ЗАДАНИЕ 1:
Какого числа Лесков ответил на письмо редактора «Исторического вестника» С. Н. Шубинского, согласно отрывку о Лескове?
ЗАДАНИЕ 2:
Процитируйте дословно строки листинга, начиная со строки, где есть «One pin marks each instance of the blue», и заканчивая строкой, где есть «x=216 y=446». Обе граничные строки включите.

ОТРЫВОК:
Само по себе пророчество великолепно, но опять это говорит не Лида, а сам Лесков. Говорит убежденно, полный несокрушимой веры в непременный приход настоящих характеров, в весенний веселый шум. Придет то, чем сам он жил с перехода из Савлов в Павлы. Это уже не проповедь, а исповедание духа, полное веры в ни с чем не сравнимую, воспитывающую и просвещающую силу неустанно любимой им литературы.
Вере этой оставлены и другие свидетельства.
27 января 1893 года на несколько обиженное письмо редактора “Исторического вестника” С. Н. Шубинского Лесков отвечал: “Относительно “разномыслия” пора бы перестать разномыслить: вы смотрите на дело главным образом с коммерческой стороны, а есть полное основание смотреть на это иначе, — именно не считая коммерческой стороны главною. Что этого очевиднее и проще?” [1127]
Редактор при случае попробовал еще раз поразномыслить, а писатель накрепко подтвердил ему:
“Я отдал литературе всю жизнь и передал ей все, что мог получить приятного в этой жизни, а потому я не в силах трактовать о ней с точки зрения поставщичьей. По мне пусть наши журналы хоть вовсе не выходят, но пусть не печатают того, что портит ясность понятий. Я не то что не понимаю современного положения печати, а я его знаю, понимаю, но не хочу им стеснять себя в том, что для меня всего дороже: я не должен “соблазнить” ни одного из меньших меня и должен не прятать под стол, а нести на виду до могилы тот светоч разумения, который дан мне тем, перед очами которого я себя чувствую и непреложно верю, что я от него пришел и к нему опять уйду. Не дивитесь тому, что я так говорю, и не смейтесь: я верую так, как говорю, и этой верою жив я и крепок во всех утеснениях. Из этого я не уступлю никому и ничего, — и лгать не стану и дурное назову дурным кому угодно. Некоторые лица все это приписывают во мне “непониманию”. Они ошибаются: я все достаточно понимаю, я не хочу со всем мириться, и как я сторонюсь от дел с приказными и злодеями, то мне не надо ни изучать их ближайшие привычки, ни мириться с ними. Я уже старик, — мне жить остается немного, и я желаю дожить дни мои, делая, что могу, и не мирясь с “соблазнителями смысла”. У меня есть свои святые люди, которые пробудили во мне сознание человеческого родства со всем миром. До чтения их я был “барчук”, а потом “око мое просветлело”, и я их считаю очень дорогими людями, и вот их-то именно теперь и принято похабить и предавать шельмованию рукою ничтожных лиц, ведомых всем по их злобе, лжи, клеветничеству и сплетничеству” [1128].
Собеседникам он говорил: “Весь мой одиннадцатый том: Клавдия в “Полунощниках”, квакерша-англичанка Гильдегарда и тетя Полли в “Юдоли”, “Дурачок и т[ак] д[алее] опять воспроизводят светлые явления русской жизни и снимают с меня упрек в том, что я проглядел устои русской жизни и благородные характеры. Я их видел, но я видел также и многое другое… Мои последние произведения о русском обществе весьма жестоки. “Загон”, “Зимний день”, “Дама и Фефела”… Эти вещи не нравятся публике за цинизм и простоту. Да я и не хочу нравиться публике. Пусть она хоть давится моими рассказами, да читает. Я знаю, чем понравиться ей, но я больше не хочу нравиться. Я хочу бичевать ее и мучить. Роман становится обвинительным актом над жизнью” [1129].

ИСХОДНЫЕ ДАННЫЕ:
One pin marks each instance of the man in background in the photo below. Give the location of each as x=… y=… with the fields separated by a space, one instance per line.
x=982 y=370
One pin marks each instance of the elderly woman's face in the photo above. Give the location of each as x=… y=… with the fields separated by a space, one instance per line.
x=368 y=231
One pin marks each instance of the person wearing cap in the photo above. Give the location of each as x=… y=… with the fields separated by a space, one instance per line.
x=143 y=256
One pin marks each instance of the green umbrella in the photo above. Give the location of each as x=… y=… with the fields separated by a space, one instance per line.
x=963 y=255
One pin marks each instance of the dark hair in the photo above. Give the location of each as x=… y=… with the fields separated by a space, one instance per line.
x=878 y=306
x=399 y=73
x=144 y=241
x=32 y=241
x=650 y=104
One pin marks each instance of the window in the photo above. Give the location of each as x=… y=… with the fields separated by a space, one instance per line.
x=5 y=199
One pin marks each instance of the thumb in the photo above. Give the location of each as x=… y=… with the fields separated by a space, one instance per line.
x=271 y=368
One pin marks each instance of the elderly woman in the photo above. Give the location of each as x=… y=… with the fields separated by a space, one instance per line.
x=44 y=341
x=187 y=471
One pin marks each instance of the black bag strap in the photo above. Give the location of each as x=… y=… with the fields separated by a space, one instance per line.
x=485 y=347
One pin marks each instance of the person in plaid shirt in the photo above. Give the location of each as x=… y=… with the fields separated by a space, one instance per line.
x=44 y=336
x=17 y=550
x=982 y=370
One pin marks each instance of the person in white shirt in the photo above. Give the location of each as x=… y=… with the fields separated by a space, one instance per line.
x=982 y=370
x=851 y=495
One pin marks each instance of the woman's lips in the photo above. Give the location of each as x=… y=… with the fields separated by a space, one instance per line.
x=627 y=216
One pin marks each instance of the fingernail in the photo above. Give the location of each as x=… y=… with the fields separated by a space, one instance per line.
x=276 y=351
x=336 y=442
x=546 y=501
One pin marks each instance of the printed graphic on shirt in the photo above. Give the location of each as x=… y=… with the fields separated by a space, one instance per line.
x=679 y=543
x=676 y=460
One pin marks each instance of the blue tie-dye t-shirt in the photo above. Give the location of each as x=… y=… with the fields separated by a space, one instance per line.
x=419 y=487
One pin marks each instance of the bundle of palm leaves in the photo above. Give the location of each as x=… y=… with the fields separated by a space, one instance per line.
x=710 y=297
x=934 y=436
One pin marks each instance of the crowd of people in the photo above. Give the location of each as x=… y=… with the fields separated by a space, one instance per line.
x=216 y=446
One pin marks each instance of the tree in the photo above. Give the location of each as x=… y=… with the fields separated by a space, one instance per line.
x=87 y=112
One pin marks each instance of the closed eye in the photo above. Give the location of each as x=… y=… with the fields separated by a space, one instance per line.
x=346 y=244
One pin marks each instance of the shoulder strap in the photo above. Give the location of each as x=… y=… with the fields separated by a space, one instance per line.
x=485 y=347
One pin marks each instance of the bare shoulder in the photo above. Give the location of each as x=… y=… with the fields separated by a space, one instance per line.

ОТВЕТ 1:
27 января 1893 года.

ОТВЕТ 2:
One pin marks each instance of the blue tie-dye t-shirt in the photo above. Give the location of each as x=… y=… with the fields separated by a space, one instance per line.
x=419 y=487
One pin marks each instance of the bundle of palm leaves in the photo above. Give the location of each as x=… y=… with the fields separated by a space, one instance per line.
x=710 y=297
x=934 y=436
One pin marks each instance of the crowd of people in the photo above. Give the location of each as x=… y=… with the fields separated by a space, one instance per line.
x=216 y=446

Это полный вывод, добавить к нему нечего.